:: EXTRAIT SOURCE ::

C’est une réalité qui n’est pas très populaire en France, où l’on aime d’autant moins le marché et la concurrence qu’on jouit d’un statut censé vous en protéger, mais le fait est que, comme il existe un marché international des cerveaux et des talents, il existe désormais un marché mondial de l’enseignement supérieur. Pas seulement parce qu’enseigner, former, développer des compétences et décerner des diplômes peut s’avérer une activité économique hautement lucrative, comme l’ont compris les Etats-Unis, qui en ont fait une branche économique à part entière : les étudiants étrangers qui se ruent sur leurs universités contribuent à leur balance des paiements à hauteur de 21 milliards chaque année.
C’est la raison pour laquelle les classements internationaux – celui de Sanghaï, ou celui du Times Higher Education ont été si mal ressentis. Ils ont apporté la démonstration que nos universités et même nos grandes écoles – à quelques très rares exceptions près – étaient déclassées, dépassées, plus dans la course. Comme toujours, en pareil cas, c’est d’abord le déni qui l’a emporté : nous ne pouvons pas être mauvais, puisque nous sommes par définition les meilleurs. Si nous apparaissions en queue de peloton, c’est que les arbitres étaient partiaux…
La logique de la mondialisation commence à être mise en application par certaines de nos grandes écoles d’ingénieur et de commerce. Elles nouent des partenariats avec des équivalentes étrangères, vont parfois jusqu’à la création de filiales dans les pays émergents, fortement demandeurs de formations spécialisées. Elles comprennent aussi la nécessité d’internationaliser leurs formations former des directeurs du marketing pour des entreprises turques ou polonaises implique un sérieux élargissement de l’horizon culturel.

:: DONNÉES FOURNIES ::

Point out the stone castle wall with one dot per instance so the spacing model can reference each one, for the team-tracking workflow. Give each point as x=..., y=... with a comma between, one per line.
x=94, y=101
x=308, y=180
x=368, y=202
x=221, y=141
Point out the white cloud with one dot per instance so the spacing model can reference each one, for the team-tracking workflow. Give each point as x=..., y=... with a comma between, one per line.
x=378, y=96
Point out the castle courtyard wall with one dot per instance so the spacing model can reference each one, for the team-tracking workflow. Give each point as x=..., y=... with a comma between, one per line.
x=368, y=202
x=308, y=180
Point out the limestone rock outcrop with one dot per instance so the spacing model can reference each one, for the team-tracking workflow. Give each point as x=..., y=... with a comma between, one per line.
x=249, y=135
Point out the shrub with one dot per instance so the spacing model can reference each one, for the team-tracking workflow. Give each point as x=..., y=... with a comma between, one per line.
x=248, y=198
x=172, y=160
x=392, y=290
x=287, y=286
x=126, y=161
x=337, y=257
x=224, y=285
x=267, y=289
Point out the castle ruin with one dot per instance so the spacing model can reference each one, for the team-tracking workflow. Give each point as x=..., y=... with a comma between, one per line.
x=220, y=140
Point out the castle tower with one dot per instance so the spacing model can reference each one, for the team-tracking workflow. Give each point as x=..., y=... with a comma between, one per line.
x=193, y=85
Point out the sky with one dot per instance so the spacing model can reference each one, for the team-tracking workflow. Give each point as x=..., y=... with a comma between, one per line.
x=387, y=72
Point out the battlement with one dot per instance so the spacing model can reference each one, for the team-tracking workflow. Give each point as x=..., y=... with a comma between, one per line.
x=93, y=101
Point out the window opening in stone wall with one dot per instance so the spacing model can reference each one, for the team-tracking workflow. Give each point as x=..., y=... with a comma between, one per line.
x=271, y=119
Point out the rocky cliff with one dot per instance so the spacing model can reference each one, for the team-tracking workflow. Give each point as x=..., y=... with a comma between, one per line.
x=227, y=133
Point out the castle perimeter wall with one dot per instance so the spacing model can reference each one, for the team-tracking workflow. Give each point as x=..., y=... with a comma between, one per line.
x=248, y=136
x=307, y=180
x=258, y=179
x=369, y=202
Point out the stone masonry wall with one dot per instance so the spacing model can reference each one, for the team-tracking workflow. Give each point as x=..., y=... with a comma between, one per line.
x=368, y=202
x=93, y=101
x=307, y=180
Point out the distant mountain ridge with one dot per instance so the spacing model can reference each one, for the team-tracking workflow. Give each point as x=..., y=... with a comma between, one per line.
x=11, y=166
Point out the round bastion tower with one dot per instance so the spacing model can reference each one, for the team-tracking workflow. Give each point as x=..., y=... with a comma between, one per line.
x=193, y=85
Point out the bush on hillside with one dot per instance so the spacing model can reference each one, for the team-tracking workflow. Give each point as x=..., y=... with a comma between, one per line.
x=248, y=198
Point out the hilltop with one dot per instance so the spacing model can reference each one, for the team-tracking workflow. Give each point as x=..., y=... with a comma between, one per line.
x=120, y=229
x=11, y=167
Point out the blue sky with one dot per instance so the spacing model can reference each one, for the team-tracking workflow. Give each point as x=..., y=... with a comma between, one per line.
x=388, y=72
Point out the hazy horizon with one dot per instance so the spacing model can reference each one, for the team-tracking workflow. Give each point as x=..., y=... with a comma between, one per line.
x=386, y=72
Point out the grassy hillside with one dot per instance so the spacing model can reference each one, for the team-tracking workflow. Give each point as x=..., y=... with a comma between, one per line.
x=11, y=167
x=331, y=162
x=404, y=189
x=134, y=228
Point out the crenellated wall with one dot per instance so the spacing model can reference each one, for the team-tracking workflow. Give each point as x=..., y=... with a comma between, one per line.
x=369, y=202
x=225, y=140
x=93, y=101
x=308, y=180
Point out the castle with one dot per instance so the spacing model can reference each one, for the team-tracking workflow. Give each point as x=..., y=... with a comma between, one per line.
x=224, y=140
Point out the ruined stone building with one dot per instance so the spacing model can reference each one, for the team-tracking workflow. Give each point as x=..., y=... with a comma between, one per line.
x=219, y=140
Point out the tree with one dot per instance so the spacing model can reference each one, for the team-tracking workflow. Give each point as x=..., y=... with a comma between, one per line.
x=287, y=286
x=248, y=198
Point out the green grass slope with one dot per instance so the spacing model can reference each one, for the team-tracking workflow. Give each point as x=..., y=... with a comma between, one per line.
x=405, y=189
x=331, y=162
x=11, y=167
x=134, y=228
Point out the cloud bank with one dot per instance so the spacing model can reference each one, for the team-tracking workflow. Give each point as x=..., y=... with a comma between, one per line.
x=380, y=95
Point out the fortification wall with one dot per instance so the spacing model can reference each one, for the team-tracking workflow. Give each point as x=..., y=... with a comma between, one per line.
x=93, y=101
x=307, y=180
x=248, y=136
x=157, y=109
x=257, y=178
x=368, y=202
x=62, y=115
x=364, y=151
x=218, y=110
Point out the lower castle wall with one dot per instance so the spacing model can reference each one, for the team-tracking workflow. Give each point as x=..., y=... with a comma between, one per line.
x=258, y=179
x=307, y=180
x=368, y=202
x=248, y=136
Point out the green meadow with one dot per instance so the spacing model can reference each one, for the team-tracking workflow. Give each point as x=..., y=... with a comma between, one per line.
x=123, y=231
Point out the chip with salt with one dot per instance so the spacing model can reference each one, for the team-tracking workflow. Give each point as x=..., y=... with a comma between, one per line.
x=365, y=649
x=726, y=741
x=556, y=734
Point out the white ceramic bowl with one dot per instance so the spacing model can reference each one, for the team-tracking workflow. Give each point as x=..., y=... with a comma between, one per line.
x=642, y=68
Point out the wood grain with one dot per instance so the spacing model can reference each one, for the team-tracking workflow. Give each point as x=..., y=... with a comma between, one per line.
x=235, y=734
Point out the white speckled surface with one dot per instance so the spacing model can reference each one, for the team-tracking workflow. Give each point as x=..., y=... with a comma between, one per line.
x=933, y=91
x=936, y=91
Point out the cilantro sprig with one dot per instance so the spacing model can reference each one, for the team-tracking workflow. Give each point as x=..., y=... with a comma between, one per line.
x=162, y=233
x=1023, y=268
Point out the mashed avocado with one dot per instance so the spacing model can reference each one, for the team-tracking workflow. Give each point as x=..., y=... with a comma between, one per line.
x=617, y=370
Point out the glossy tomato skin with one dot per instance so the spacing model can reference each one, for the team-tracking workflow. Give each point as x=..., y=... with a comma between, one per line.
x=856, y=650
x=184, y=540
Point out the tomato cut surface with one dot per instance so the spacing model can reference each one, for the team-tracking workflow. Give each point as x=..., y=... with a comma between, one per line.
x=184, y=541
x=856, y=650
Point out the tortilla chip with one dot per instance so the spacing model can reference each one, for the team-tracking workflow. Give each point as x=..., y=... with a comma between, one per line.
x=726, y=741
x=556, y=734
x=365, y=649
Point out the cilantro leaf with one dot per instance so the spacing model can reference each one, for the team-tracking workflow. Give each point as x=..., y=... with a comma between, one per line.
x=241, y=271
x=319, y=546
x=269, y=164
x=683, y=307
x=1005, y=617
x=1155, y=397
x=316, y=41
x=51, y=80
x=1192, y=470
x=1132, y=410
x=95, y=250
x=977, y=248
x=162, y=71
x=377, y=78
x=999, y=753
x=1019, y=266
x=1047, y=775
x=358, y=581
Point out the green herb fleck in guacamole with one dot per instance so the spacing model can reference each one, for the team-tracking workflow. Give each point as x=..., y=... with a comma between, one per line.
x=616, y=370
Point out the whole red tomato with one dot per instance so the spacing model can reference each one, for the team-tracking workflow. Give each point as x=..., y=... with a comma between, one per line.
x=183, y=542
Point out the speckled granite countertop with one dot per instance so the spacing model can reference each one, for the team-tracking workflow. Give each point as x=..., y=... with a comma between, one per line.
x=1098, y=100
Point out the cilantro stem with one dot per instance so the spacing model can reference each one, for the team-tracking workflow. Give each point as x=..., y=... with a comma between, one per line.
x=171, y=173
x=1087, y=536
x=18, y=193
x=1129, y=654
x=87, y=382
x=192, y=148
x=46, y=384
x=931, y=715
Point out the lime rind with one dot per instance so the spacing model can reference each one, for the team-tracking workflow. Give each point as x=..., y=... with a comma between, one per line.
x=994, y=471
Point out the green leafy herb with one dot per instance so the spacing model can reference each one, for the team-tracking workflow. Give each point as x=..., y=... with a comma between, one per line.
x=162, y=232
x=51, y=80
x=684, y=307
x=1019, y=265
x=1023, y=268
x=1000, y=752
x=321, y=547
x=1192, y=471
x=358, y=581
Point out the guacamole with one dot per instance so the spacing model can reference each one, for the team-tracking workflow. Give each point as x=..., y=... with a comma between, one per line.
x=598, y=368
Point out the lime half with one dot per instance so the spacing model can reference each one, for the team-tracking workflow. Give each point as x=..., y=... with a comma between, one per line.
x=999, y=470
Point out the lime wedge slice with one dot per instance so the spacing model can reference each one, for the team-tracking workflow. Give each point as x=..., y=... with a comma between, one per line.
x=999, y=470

:: CONSIGNE A ::
Indiquez si les affirmations suivantes concordent avec l’extrait sur l’enseignement supérieur, en répondant par oui ou par non et en citant les mots décisifs de cet extrait. (i) Les étudiants étrangers rapportent chaque année 21 milliards à la balance des paiements des États-Unis. (ii) Les classements internationaux ont été bien accueillis en France. (iii) Certaines grandes écoles vont parfois jusqu’à créer des filiales dans les pays émergents.
:: CONSIGNE B ::
Dans les enregistrements, réécrivez s’il vous plaît les lignes allant du début jusqu’à celle qui contient « x=221, y=141 », bornes incluses, en remplaçant « stone castle wall » par « castle rampart » sans rien changer d’autre.

:: RÉPONSE RÉDIGÉE A ::
(i) Oui : « les étudiants étrangers qui se ruent sur leurs universités contribuent à leur balance des paiements à hauteur de 21 milliards chaque année ».
(ii) Non : « les classements internationaux – celui de Sanghaï, ou celui du Times Higher Education ont été si mal ressentis ».
(iii) Oui : « vont parfois jusqu’à la création de filiales dans les pays émergents ».

:: RÉPONSE RÉDIGÉE B ::
Point out the castle rampart with one dot per instance so the spacing model can reference each one, for the team-tracking workflow. Give each point as x=..., y=... with a comma between, one per line.
x=94, y=101
x=308, y=180
x=368, y=202
x=221, y=141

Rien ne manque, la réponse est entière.